[Point annotation dataset records]
____
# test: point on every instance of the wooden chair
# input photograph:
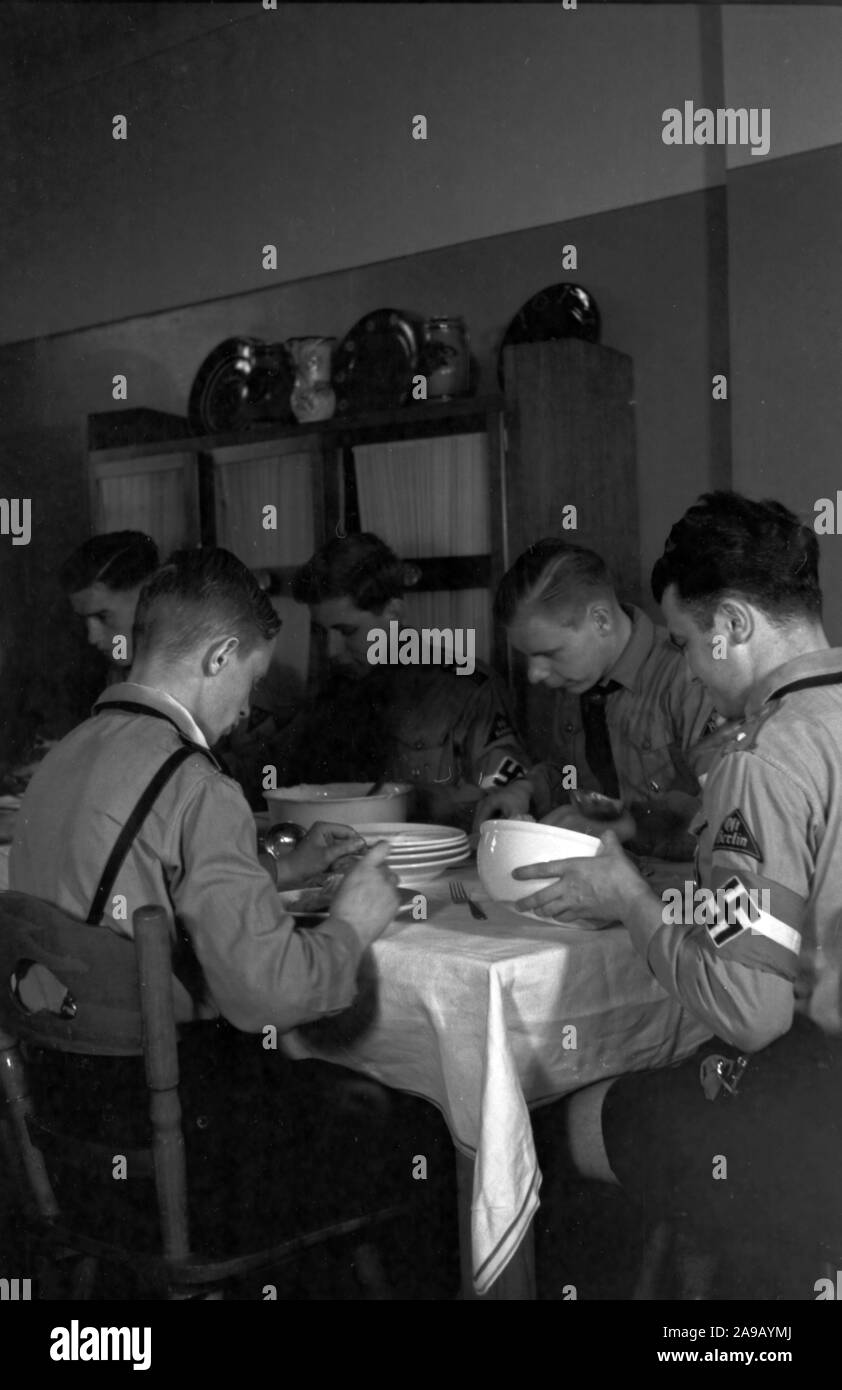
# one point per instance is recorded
(118, 1002)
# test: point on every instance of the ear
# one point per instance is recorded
(600, 616)
(737, 620)
(220, 655)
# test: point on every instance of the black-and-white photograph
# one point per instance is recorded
(421, 660)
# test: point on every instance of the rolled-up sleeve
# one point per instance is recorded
(257, 966)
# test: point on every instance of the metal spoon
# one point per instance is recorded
(282, 838)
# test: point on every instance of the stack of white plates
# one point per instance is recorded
(418, 854)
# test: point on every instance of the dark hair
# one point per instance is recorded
(197, 597)
(117, 559)
(552, 574)
(728, 545)
(360, 566)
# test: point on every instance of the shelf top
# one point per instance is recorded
(398, 423)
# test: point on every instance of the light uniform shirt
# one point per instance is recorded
(770, 837)
(195, 855)
(450, 736)
(652, 720)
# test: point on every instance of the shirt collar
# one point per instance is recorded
(824, 662)
(627, 667)
(159, 699)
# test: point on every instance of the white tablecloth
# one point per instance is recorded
(488, 1018)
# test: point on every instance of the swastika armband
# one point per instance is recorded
(507, 770)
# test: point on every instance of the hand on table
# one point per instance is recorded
(596, 890)
(367, 898)
(321, 848)
(505, 801)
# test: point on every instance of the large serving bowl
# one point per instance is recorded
(345, 804)
(510, 844)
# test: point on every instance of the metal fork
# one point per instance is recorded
(457, 893)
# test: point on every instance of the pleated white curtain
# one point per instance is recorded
(246, 485)
(431, 498)
(156, 496)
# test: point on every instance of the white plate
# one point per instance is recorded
(409, 836)
(427, 858)
(413, 855)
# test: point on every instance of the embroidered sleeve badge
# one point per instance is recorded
(734, 834)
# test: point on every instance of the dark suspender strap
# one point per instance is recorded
(807, 683)
(129, 830)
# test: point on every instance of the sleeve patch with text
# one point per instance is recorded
(734, 834)
(500, 729)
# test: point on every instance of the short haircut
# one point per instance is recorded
(117, 559)
(360, 567)
(553, 574)
(199, 597)
(727, 545)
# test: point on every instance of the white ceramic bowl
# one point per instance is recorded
(345, 804)
(510, 844)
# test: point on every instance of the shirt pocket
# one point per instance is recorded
(424, 752)
(659, 766)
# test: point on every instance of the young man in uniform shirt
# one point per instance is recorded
(450, 736)
(559, 606)
(203, 637)
(103, 578)
(760, 962)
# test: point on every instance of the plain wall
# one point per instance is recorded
(785, 232)
(293, 127)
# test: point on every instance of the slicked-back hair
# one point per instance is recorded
(361, 567)
(727, 545)
(555, 576)
(200, 597)
(116, 559)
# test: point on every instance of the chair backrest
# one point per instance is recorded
(117, 998)
(97, 969)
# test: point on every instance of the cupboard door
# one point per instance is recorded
(431, 498)
(571, 444)
(267, 501)
(157, 495)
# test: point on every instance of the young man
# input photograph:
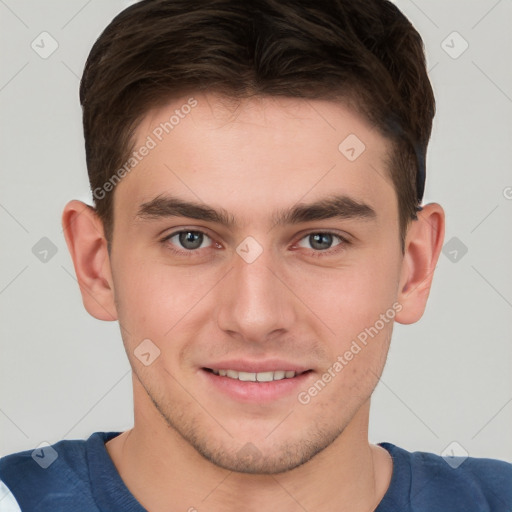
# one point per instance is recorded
(257, 170)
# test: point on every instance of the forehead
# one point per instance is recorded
(255, 154)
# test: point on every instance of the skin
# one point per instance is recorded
(188, 447)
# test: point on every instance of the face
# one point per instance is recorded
(262, 241)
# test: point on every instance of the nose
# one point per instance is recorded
(256, 303)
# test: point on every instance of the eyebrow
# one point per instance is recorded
(331, 207)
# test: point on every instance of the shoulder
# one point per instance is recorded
(454, 483)
(50, 475)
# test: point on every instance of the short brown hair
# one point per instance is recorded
(364, 52)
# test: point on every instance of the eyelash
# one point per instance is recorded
(315, 253)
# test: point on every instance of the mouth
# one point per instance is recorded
(268, 376)
(250, 387)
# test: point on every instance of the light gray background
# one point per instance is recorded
(448, 378)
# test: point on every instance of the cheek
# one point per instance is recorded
(152, 297)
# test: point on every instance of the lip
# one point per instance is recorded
(256, 392)
(270, 365)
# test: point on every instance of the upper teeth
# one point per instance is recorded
(256, 377)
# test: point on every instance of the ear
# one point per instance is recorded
(423, 245)
(86, 241)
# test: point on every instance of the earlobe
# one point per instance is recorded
(87, 245)
(423, 246)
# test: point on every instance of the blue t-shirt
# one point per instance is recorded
(80, 476)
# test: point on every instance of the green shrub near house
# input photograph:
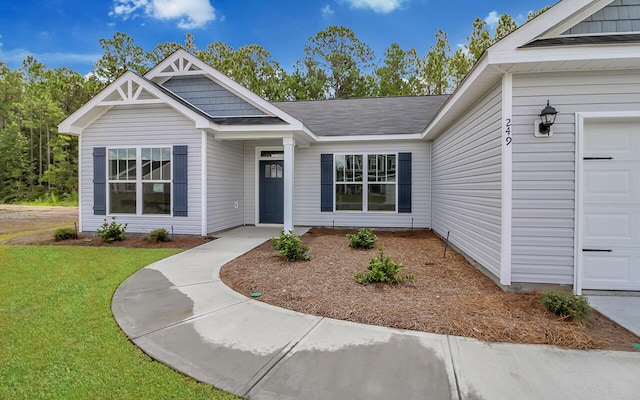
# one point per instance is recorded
(289, 246)
(65, 234)
(383, 270)
(364, 239)
(159, 235)
(567, 305)
(112, 231)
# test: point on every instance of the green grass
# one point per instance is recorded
(58, 339)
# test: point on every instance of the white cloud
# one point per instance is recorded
(379, 6)
(327, 11)
(15, 57)
(190, 14)
(492, 19)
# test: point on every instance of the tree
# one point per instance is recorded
(506, 25)
(479, 41)
(164, 50)
(120, 55)
(251, 66)
(436, 65)
(459, 66)
(342, 57)
(308, 82)
(399, 74)
(534, 14)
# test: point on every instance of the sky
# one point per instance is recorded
(65, 33)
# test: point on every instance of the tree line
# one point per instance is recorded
(38, 163)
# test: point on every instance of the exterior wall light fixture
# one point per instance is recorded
(546, 120)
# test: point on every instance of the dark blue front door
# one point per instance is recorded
(271, 191)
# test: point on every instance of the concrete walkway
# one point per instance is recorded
(180, 313)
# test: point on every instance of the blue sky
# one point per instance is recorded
(66, 32)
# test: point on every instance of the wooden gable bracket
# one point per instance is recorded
(180, 66)
(129, 92)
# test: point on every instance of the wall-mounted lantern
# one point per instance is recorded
(546, 121)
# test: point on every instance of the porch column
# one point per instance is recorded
(289, 144)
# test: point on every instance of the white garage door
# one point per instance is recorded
(611, 212)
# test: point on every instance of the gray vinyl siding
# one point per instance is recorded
(307, 185)
(467, 179)
(618, 17)
(225, 174)
(544, 168)
(210, 97)
(143, 126)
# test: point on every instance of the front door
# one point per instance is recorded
(271, 191)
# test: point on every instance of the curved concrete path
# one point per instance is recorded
(179, 312)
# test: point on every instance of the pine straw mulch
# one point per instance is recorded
(448, 297)
(132, 241)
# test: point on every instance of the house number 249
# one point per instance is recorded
(508, 139)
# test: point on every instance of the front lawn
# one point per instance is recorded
(58, 339)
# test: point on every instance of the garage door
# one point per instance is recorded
(611, 208)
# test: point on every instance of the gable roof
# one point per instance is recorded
(365, 116)
(517, 53)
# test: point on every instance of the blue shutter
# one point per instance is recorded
(99, 181)
(404, 182)
(326, 182)
(180, 189)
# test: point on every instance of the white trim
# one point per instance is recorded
(67, 126)
(222, 80)
(138, 183)
(579, 184)
(288, 175)
(258, 158)
(80, 219)
(579, 204)
(575, 19)
(370, 138)
(507, 179)
(365, 183)
(204, 186)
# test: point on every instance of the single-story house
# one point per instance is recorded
(188, 149)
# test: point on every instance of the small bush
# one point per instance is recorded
(65, 234)
(382, 269)
(364, 239)
(159, 235)
(113, 231)
(567, 305)
(289, 246)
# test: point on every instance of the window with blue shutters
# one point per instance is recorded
(140, 181)
(370, 182)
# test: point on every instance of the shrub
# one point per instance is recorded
(382, 269)
(65, 234)
(159, 235)
(567, 305)
(364, 239)
(113, 231)
(289, 246)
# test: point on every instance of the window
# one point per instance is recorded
(122, 181)
(140, 181)
(379, 182)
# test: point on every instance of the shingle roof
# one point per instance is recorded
(586, 40)
(367, 116)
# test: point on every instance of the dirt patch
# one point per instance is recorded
(448, 297)
(34, 225)
(27, 220)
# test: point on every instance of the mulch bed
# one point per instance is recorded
(45, 238)
(449, 296)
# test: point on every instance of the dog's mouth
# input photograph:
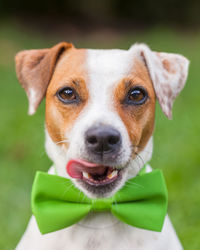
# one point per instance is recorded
(93, 174)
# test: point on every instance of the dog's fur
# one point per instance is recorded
(102, 79)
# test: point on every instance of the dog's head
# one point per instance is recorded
(100, 107)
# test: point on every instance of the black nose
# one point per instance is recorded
(103, 139)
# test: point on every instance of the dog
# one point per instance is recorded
(100, 109)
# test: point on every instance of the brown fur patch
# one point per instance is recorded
(139, 120)
(59, 116)
(34, 70)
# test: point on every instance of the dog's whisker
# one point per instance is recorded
(128, 183)
(63, 141)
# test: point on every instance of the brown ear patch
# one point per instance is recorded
(34, 70)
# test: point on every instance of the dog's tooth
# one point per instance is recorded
(86, 175)
(113, 174)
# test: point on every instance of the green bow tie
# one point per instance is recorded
(57, 203)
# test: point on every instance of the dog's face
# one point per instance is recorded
(100, 107)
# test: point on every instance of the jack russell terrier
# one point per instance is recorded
(100, 110)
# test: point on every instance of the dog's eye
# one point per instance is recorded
(137, 96)
(67, 95)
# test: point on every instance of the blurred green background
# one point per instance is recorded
(172, 26)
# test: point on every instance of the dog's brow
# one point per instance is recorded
(76, 82)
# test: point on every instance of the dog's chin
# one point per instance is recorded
(102, 187)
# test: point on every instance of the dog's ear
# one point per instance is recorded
(34, 70)
(168, 73)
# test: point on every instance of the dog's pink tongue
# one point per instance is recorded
(76, 167)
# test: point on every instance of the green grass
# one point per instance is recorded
(176, 142)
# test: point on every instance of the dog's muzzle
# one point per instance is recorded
(103, 142)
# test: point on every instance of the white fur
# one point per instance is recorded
(100, 231)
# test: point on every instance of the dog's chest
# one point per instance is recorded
(101, 232)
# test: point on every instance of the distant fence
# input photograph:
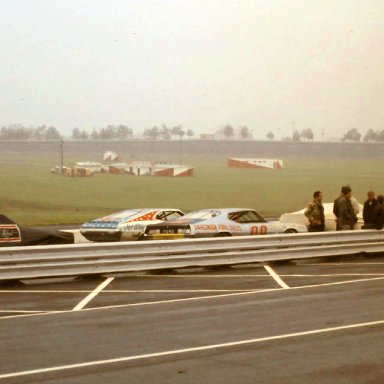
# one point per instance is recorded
(109, 258)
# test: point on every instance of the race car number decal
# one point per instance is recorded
(9, 233)
(262, 230)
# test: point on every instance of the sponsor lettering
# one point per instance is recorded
(133, 227)
(259, 230)
(206, 227)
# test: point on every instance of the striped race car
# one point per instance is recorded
(220, 222)
(126, 225)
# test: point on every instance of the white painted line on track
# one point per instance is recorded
(93, 294)
(18, 311)
(199, 298)
(189, 350)
(276, 277)
(137, 291)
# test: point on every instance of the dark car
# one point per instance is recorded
(13, 234)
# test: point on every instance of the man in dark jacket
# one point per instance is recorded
(369, 208)
(343, 210)
(315, 213)
(377, 215)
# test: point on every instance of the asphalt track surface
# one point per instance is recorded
(299, 322)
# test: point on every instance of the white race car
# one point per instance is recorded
(126, 225)
(220, 222)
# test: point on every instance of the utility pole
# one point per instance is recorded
(62, 155)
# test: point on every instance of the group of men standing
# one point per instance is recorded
(345, 209)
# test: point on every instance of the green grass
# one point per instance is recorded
(31, 195)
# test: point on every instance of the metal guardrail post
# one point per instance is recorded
(100, 258)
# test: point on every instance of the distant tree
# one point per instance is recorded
(76, 134)
(228, 131)
(296, 135)
(352, 135)
(94, 135)
(307, 134)
(84, 135)
(244, 132)
(122, 132)
(178, 131)
(380, 136)
(52, 134)
(39, 132)
(151, 133)
(371, 136)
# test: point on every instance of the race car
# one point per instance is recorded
(126, 225)
(220, 222)
(13, 234)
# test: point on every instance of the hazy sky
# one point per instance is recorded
(267, 64)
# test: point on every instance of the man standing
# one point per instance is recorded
(343, 210)
(315, 213)
(377, 219)
(369, 208)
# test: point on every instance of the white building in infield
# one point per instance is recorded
(255, 163)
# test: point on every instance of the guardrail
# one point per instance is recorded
(107, 258)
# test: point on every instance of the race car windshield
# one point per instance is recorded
(202, 215)
(123, 215)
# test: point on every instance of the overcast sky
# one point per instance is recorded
(267, 64)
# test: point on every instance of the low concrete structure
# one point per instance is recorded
(255, 163)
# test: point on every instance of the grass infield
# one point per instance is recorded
(31, 195)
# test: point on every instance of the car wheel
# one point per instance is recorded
(290, 230)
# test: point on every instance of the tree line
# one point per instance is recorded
(163, 132)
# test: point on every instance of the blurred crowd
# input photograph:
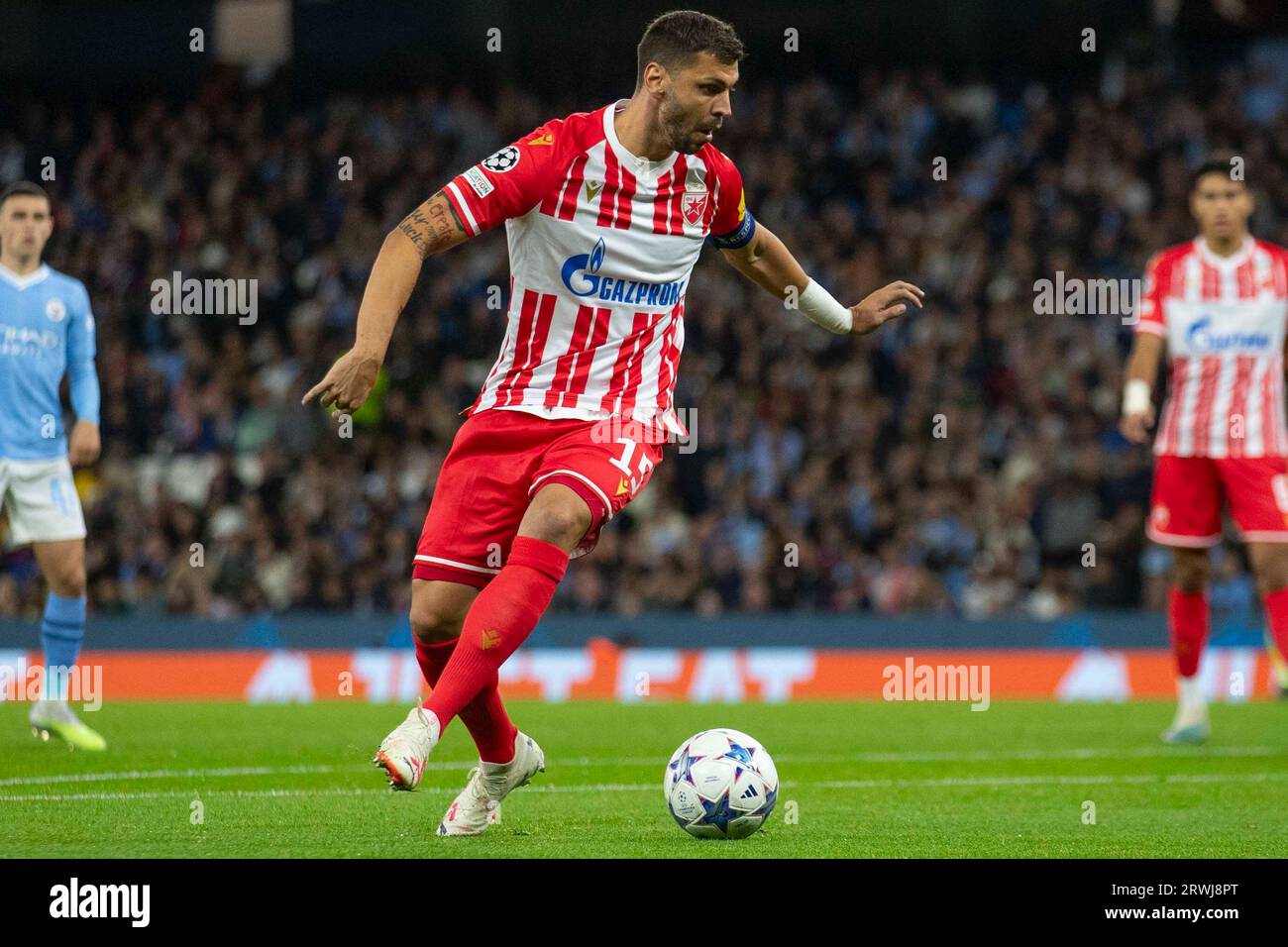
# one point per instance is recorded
(964, 459)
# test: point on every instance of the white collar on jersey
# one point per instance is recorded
(1236, 260)
(21, 282)
(638, 166)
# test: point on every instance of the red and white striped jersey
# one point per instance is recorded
(601, 247)
(1224, 321)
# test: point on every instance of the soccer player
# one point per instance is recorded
(605, 214)
(47, 329)
(1218, 305)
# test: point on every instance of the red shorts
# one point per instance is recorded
(497, 462)
(1185, 509)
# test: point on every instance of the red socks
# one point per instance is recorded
(484, 716)
(498, 621)
(1188, 622)
(1276, 616)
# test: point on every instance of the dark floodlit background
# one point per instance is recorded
(224, 162)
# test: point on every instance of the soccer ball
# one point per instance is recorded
(720, 785)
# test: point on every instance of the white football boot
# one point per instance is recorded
(480, 802)
(403, 753)
(1192, 720)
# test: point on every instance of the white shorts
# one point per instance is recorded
(40, 499)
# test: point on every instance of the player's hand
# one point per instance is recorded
(348, 382)
(84, 446)
(884, 304)
(1136, 427)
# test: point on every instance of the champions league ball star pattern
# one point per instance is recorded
(720, 784)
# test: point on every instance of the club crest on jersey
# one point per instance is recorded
(581, 275)
(694, 206)
(502, 161)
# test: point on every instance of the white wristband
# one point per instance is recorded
(820, 308)
(1136, 397)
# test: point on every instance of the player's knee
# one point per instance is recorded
(1192, 570)
(433, 624)
(67, 579)
(557, 515)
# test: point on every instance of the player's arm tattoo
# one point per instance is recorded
(434, 226)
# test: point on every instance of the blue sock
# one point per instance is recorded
(60, 634)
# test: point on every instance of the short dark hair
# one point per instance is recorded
(675, 38)
(1215, 163)
(24, 188)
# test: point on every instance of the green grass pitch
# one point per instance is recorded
(874, 779)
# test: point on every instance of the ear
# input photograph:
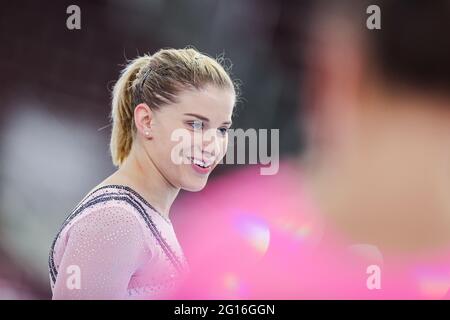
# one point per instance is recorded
(143, 117)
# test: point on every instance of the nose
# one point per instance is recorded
(211, 147)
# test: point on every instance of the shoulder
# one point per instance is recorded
(107, 219)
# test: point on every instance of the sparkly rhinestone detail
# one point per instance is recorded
(128, 195)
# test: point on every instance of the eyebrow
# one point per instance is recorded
(203, 118)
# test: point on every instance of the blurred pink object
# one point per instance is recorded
(248, 236)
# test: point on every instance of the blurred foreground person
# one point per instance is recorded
(364, 213)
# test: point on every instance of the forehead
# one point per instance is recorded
(211, 102)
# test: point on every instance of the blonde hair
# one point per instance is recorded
(156, 80)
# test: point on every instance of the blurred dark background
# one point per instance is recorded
(55, 100)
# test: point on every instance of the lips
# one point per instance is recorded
(201, 166)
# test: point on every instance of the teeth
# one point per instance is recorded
(200, 163)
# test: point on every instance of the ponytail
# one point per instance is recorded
(123, 109)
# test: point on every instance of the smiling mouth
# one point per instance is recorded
(201, 163)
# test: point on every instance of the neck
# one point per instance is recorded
(388, 182)
(140, 173)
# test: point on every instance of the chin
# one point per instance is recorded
(194, 186)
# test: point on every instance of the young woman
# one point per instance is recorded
(119, 241)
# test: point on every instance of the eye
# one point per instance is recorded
(223, 130)
(196, 125)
____
◆ Problem to solve: With both ends included, please retype exactly the lines from the line containing "# test: point on every instance of the blurred pink" to the final line of the data.

◆ Written answer:
# test: point on every instance of the blurred pink object
# one point per instance is recorded
(248, 236)
# test: point on every instance of the blurred foreground person
# one point per instance is recorded
(364, 213)
# test: point on every instance of the forehead
# one point per instance is recorded
(211, 102)
# test: point on every instance of the blonde hair
# one point per instance is recorded
(156, 80)
# test: point on every instance of the blurred dark background
# one point per instance is recorded
(55, 100)
# test: point on every instance of the lips
# one point per instance is recorded
(201, 166)
# test: point on every instance of the teeth
# one point per instance is recorded
(200, 163)
# test: point on every instance of the ponytail
# one point per instance is recorded
(123, 109)
# test: point on every instance of the smiling mouth
# one point per instance is recorded
(201, 163)
# test: point on every instance of the neck
# one point per instance is recorded
(388, 182)
(140, 173)
# test: point on every instance of the chin
# one point per instance is recorded
(194, 186)
# test: point on every instance of the young woman
# one point per instance is recorded
(119, 241)
# test: point on every instance of the eye
# one point per instance is recorded
(223, 130)
(196, 125)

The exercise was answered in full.